**YOUR OBJECTIVE**
Leave the pictures out, and retype all of the material exactly as written.

**PROVIDED MATERIAL**
◇ ◇ ◇
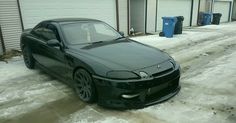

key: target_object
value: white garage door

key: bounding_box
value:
[157,0,192,31]
[20,0,116,28]
[214,1,230,22]
[0,0,22,51]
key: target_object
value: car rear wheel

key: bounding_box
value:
[22,46,35,69]
[74,69,96,103]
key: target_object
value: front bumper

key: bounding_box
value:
[93,66,180,109]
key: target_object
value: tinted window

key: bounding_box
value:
[33,24,59,41]
[62,21,121,44]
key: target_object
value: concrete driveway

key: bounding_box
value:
[0,23,236,123]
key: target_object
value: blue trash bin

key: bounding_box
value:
[202,13,212,25]
[162,17,177,38]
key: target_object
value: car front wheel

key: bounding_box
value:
[74,69,96,103]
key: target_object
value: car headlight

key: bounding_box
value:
[107,71,140,79]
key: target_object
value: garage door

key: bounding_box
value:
[214,1,230,22]
[20,0,116,28]
[0,0,22,51]
[157,0,192,31]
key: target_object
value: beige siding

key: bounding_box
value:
[0,0,22,51]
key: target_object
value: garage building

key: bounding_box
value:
[0,0,128,54]
[0,0,235,55]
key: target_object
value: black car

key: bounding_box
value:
[21,18,180,108]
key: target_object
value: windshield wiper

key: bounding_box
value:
[115,36,125,40]
[92,41,104,44]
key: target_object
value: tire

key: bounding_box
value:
[74,69,96,103]
[22,46,35,69]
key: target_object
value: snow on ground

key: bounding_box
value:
[0,57,71,119]
[0,23,236,123]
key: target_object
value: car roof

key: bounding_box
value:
[43,18,102,23]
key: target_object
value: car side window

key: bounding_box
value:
[45,24,60,41]
[33,24,60,42]
[32,24,44,39]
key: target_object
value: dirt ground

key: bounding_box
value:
[0,23,236,123]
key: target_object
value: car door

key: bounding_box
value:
[32,23,67,77]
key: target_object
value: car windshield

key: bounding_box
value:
[62,21,122,44]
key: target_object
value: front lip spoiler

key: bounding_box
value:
[92,75,154,82]
[145,86,181,107]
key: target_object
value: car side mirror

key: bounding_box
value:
[119,32,125,37]
[47,39,61,47]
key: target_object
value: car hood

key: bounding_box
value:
[70,39,170,70]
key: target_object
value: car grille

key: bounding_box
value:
[146,77,179,102]
[152,68,174,77]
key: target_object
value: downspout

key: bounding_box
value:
[17,0,24,31]
[228,1,232,22]
[197,0,201,25]
[190,0,194,26]
[155,0,158,32]
[127,0,130,35]
[116,0,120,31]
[0,25,6,54]
[144,0,148,34]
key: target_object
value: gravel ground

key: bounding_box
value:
[0,23,236,123]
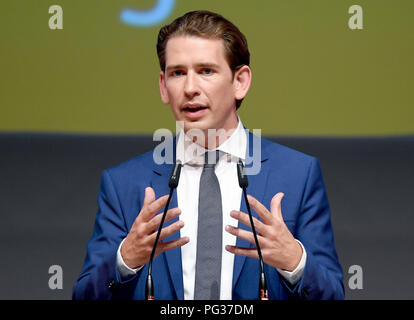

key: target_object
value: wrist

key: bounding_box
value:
[284,240,303,272]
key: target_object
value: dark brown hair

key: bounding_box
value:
[157,10,250,108]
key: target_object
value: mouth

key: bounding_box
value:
[182,105,208,118]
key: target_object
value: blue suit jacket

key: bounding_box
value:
[73,134,344,300]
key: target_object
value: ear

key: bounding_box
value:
[233,65,252,100]
[158,71,170,104]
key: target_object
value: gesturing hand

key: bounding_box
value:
[226,192,302,271]
[121,187,189,269]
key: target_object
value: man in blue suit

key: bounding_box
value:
[73,11,344,299]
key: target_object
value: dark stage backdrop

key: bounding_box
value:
[0,0,414,299]
[0,134,414,299]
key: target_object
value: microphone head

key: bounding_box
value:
[168,160,181,189]
[237,159,249,189]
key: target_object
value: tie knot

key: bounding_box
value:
[204,150,220,168]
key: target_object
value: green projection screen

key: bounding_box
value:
[0,0,414,136]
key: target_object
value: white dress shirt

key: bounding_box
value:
[117,119,306,300]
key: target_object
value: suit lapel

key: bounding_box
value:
[148,146,184,299]
[232,132,269,289]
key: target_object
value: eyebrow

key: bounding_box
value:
[166,62,220,71]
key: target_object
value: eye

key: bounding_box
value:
[201,68,213,75]
[171,70,184,77]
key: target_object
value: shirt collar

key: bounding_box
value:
[176,118,247,165]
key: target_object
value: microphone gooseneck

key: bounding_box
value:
[237,159,269,300]
[145,160,182,300]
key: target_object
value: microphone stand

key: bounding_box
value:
[237,159,269,300]
[145,161,181,300]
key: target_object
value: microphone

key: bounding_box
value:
[237,159,269,300]
[145,160,182,300]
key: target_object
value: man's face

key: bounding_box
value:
[159,36,250,136]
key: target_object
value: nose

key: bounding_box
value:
[184,71,200,98]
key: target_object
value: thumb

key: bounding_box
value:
[144,187,155,206]
[270,192,285,220]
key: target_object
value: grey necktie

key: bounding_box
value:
[194,150,223,300]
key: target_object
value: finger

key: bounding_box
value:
[142,195,168,222]
[247,195,272,224]
[150,220,184,242]
[148,208,181,234]
[157,237,190,253]
[230,210,266,235]
[270,192,285,221]
[226,225,262,246]
[226,245,259,259]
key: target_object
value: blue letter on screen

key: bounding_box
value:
[120,0,175,27]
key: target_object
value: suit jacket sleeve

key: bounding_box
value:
[72,171,142,300]
[283,158,344,299]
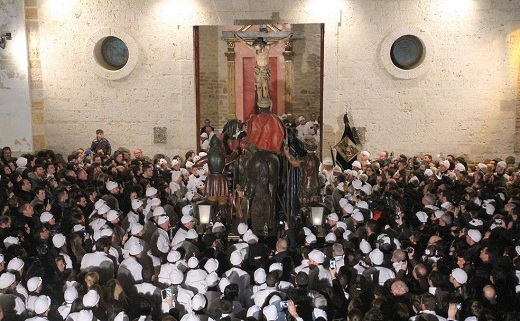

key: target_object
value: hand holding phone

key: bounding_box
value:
[161,288,173,300]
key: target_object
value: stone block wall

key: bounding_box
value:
[0,0,520,159]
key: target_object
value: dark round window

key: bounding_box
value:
[101,37,128,70]
[390,35,424,70]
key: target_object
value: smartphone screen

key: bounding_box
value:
[161,288,172,300]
◇ ◇ ◇
**ANSWER TO THE EXERCISE**
key: target_object
value: white garage door

key: bounding_box
value:
[157,0,192,31]
[20,0,116,28]
[214,1,230,22]
[0,0,22,51]
key: target_object
value: car rear wheel

key: bounding_box
value:
[22,46,35,69]
[74,69,96,103]
key: target_object
value: front bumper

key: bounding_box
value:
[93,66,180,109]
key: target_object
value: tinted window

key: bounding_box
value:
[33,24,59,41]
[62,21,121,44]
key: target_object
value: concrete driveway

key: bounding_box
value:
[0,23,236,123]
key: target_object
value: blue trash bin

key: bounding_box
value:
[202,13,212,25]
[162,17,177,38]
key: target_object
value: car front wheel

key: bounding_box
value:
[74,69,96,103]
key: target_object
value: car headlight

key: bounding_box
value:
[107,71,140,79]
key: target_object
value: garage door

key: bounding_box
value:
[214,1,230,22]
[20,0,116,28]
[0,0,22,51]
[157,0,192,31]
key: target_object
value: beige siding

key: bounding_box
value:
[0,0,22,51]
key: target_object
value: garage building

key: bounding_box
value:
[0,0,128,54]
[0,0,235,55]
key: target_object
value: black car

key: bounding_box
value:
[21,18,180,108]
key: target_object
value: windshield wiper

key: bounding_box
value:
[115,36,125,40]
[92,41,104,44]
key: target_object
value: tire

key: bounding_box
value:
[74,69,96,103]
[22,46,35,69]
key: target_object
value: snow on ground

key: bounding_box
value:
[0,57,71,119]
[0,23,236,123]
key: target_object
value: car roof

key: bounding_box
value:
[43,18,102,23]
key: target_object
value: car side window

key: bounding_box
value:
[45,24,60,41]
[33,24,60,42]
[32,24,44,39]
key: target_object
value: dirt ground

key: bounding_box
value:
[0,23,236,123]
key: target_object
value: car door

key: bounding_box
value:
[32,23,67,77]
key: target_object
value: car windshield

key: bounding_box
value:
[62,21,122,44]
key: target_object
value: front lip spoiler

key: bounding_box
value:
[92,75,154,82]
[145,86,181,107]
key: target_object
value: car side mirror

key: bounding_box
value:
[119,32,125,37]
[47,39,61,47]
key: target_object
value: car hood

key: bounding_box
value:
[70,39,170,70]
key: target_object
value: car grille

key: bounding_box
value:
[146,77,179,102]
[152,68,174,77]
key: target_object
value: downspout

key: bounding_box
value:
[17,0,24,31]
[228,1,232,22]
[197,0,201,25]
[190,0,194,26]
[155,0,158,32]
[127,0,130,35]
[116,0,120,31]
[0,25,6,54]
[144,0,148,34]
key: target_object
value: gravel ground

key: bounding_box
value:
[0,23,236,123]

key: target_object
value: wrist

key: bounding_box
value:
[284,240,303,272]
key: target_object
value: dark brown hair

key: bounding_box
value:
[157,10,250,108]
key: target_object
value: mouth

key: bounding_box
value:
[182,105,208,118]
key: target_object
value: blue suit jacket

key: bounding_box
value:
[73,134,344,300]
key: target_object
value: ear

key: bounding_box
value:
[233,65,252,100]
[158,71,170,104]
key: target_object
value: gesturing hand

key: bounding_box
value:
[226,192,302,271]
[121,187,189,269]
key: target_object
value: man in blue suit

key: bounding_box
value:
[73,11,344,299]
key: target_object
value: dark stage backdrop

key: bounding_box
value:
[0,0,414,299]
[0,134,414,299]
key: target_object
value: microphone head

key: bounding_box
value:
[168,160,181,189]
[237,159,249,189]
key: target_object
value: tie knot

key: bounding_box
value:
[204,150,220,168]
key: target_object
value: green projection screen

key: bounding_box
value:
[0,0,414,136]
key: target_object
value: white dress shirt

key: bounding_box
value:
[117,119,306,300]
key: target_object
value: suit lapel

key: bounding_box
value:
[148,146,184,299]
[232,132,269,289]
key: target_object
value: eyebrow

key: bounding_box
value:
[166,62,220,71]
key: target_object
value: eye

key: bounding_box
value:
[201,68,213,75]
[171,70,184,77]
key: target_object
value: shirt collar

key: bounding_box
value:
[176,118,247,165]
key: target_object
value: microphone gooseneck

key: bounding_box
value:
[237,159,269,300]
[145,160,182,300]
key: target_object
value: microphone stand

key: bounding_box
value:
[237,159,269,300]
[145,161,181,300]
key: target_object
value: microphone

key: bounding_box
value:
[237,159,269,300]
[145,160,182,300]
key: target_object
value: man's face

key: bounding_box
value:
[159,36,250,136]
key: target_object
value: nose

key: bounding_box
value:
[184,71,200,98]
key: target_object
value: thumb

key: bounding_box
value:
[144,187,155,206]
[270,192,285,220]
key: target_object
value: grey necktie

key: bounding_box
value:
[194,150,223,300]
key: target_object
value: finger

key: bounding_box
value:
[142,195,168,222]
[247,195,272,224]
[150,220,184,242]
[148,208,181,234]
[157,237,190,253]
[230,210,266,235]
[270,192,285,221]
[226,225,262,246]
[226,245,259,259]
key: target_object
value: blue letter on screen

key: bounding_box
value:
[120,0,175,27]
key: target_object
value: suit jacket sleeve

key: bounding_box
value:
[72,171,142,300]
[283,158,344,299]

key: target_object
value: hand holding phone

key: bounding_box
value:
[161,288,173,300]
key: target_object
value: stone block wall

key: bounding_box
value:
[0,0,520,159]
key: target_object
value: dark round window

key: bounding_box
value:
[101,37,128,70]
[390,35,424,70]
key: target_object
value: smartphone screen

key: bounding_box
value:
[161,288,172,300]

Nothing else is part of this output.